▶ EXTRACT TO READ
==*==

LLMs will make mistakes on every turn. The mistakes will have little to no apparent connection to "difficulty" or what may or may not be prevalent in the training data. They will be mistakes at all levels of operation, from planning to code writing to reporting. Whether those mistakes matter and whether you catch them is mostly up to you.

I have yet to find a model that does not make mistakes each turn. I suspect that this kind of error is fundamentally incorrigible.

The most interesting thing about LLMs is that despite the above (and its non-determinism) they're still useful.

simonw 19 minutes ago | parent | next [-]

> I have yet to find a model that does not make mistakes each turn

What kind of mistakes are you talking about here?

pyrolistical an hour ago | parent | prev [-]

As a human I make typos all the time

dangus 38 minutes ago | parent | next [-]

A human can sit down and say “I’m going to make sure this is correct on the first pass and make sure I make an exact copy.”

They have cognitive awareness of which tasks are highly critical and need more checking and re-checking without being prompted to think that way.

For a human, time doesn’t stop when the first pass of the prompt and response is over. An LLM effectively wipes its memory of what it just did unless something is keeping track of a highly resource constrained context.

An LLM is like an author of a book that immediately closes its eyes and wipes its memory after writing a chapter. Sure, it can pull some of that back in the next query via context, and it can regain context very quickly, but it effectively has no memory of the exact thing it just did.

==*==

▶ SOURCE INFORMATION
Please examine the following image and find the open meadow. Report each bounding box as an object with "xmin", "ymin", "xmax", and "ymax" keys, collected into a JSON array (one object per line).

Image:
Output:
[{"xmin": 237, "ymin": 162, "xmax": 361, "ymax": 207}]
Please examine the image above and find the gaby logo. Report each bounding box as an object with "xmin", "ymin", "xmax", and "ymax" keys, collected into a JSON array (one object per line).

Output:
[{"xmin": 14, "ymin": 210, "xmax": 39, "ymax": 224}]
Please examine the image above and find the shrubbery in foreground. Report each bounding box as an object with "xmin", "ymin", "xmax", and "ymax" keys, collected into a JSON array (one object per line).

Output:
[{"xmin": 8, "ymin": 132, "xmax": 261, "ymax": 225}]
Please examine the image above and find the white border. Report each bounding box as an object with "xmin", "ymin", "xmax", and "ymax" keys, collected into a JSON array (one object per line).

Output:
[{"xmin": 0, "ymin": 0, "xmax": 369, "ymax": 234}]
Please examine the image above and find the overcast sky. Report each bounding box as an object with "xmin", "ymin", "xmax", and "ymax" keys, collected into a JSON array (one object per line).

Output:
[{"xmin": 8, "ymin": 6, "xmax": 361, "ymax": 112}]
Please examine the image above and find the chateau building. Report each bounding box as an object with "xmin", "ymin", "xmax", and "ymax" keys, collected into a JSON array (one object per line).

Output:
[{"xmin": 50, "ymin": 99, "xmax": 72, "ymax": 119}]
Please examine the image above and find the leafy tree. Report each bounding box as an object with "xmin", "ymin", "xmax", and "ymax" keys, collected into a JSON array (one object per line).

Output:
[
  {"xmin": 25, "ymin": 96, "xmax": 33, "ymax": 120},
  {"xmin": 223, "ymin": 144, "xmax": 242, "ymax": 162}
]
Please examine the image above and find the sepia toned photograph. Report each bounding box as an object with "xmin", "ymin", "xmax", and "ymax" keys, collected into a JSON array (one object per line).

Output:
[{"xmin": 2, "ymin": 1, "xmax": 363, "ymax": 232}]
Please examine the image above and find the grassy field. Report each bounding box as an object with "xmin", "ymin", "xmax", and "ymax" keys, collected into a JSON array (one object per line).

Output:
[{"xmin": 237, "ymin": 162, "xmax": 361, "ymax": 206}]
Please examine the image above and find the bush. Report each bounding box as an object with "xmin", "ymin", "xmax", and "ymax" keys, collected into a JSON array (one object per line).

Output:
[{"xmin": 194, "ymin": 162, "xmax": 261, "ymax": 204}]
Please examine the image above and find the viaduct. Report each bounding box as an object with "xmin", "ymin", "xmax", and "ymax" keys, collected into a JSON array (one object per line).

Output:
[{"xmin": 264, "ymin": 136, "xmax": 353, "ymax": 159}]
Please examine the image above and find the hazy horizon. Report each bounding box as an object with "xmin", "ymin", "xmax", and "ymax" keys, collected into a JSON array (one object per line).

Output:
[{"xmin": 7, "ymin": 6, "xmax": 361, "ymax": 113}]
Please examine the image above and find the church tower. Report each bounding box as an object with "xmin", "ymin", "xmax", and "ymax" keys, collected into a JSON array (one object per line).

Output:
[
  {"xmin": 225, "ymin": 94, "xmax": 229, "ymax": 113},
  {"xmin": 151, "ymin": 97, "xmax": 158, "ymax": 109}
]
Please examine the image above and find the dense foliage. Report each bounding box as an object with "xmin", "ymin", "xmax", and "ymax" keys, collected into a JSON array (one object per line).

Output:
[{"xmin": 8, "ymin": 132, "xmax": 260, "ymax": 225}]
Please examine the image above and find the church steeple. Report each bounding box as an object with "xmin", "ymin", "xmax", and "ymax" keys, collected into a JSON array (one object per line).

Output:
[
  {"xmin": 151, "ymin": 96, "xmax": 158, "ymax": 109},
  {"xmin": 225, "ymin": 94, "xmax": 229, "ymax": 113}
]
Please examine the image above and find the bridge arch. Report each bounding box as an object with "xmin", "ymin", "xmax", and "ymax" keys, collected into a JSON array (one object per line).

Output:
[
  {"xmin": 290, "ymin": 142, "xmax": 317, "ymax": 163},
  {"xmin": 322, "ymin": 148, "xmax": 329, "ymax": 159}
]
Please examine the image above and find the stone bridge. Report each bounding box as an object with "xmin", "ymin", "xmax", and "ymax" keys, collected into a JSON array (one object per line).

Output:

==*==

▶ COMPLETE THE FOLLOWING
(a) In the comment thread about LLM mistakes, translate this sentence into Spanish: "I suspect that this kind of error is fundamentally incorrigible."
(b) Pick up the comment thread about LLM mistakes after its final sentence and write what comes next.

▶ ACTIVITY ANSWERS
(a) Sospecho que este tipo de error es fundamentalmente incorregible.

(b)
When a human is doing these tasks there is a lot of room for mistakes but there’s also a wildly higher capacity for flowing through time.

adampunk 32 minutes ago | parent [-]

Ok, and?

simonh 23 minutes ago | parent | next [-]

Humans understand what mistakes are and can reason about what constitutes a mistake and what doesn’t. LLMs can’t do that.

It’s for the same reason that they will invent bullshit instead of saying “I don’t know”, when they don’t know. They don’t have a concept of accuracy of facts.

dangus 28 minutes ago | parent | prev [-]

And that’s why I’m paid six figures and my LLM is paid $20/month.

adampunk an hour ago | parent | prev [-]

I do too! I also make higher level design errors and get too enthusiastic about projects before code is written.

We are, in a sense, fallible machines who have designed a planet-wide computational fabric around that fact.